▶

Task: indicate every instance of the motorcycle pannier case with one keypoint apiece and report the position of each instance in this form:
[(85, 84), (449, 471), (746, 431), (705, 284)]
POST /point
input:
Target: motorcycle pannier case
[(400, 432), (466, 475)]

◀

WHAT IS NEEDED:
Can you lay out every line of the listing above as a JSON list of strings, one string per line, with any blank lines left out?

SOLVED EXERCISE:
[
  "Task: indicate every instance of the motorcycle pannier case with one keypoint apiece and report the position of each instance in this form:",
  "[(85, 84), (449, 471), (746, 431), (705, 284)]",
  "POST /point",
  "input:",
  "Target: motorcycle pannier case",
  "[(400, 432), (466, 475)]"
]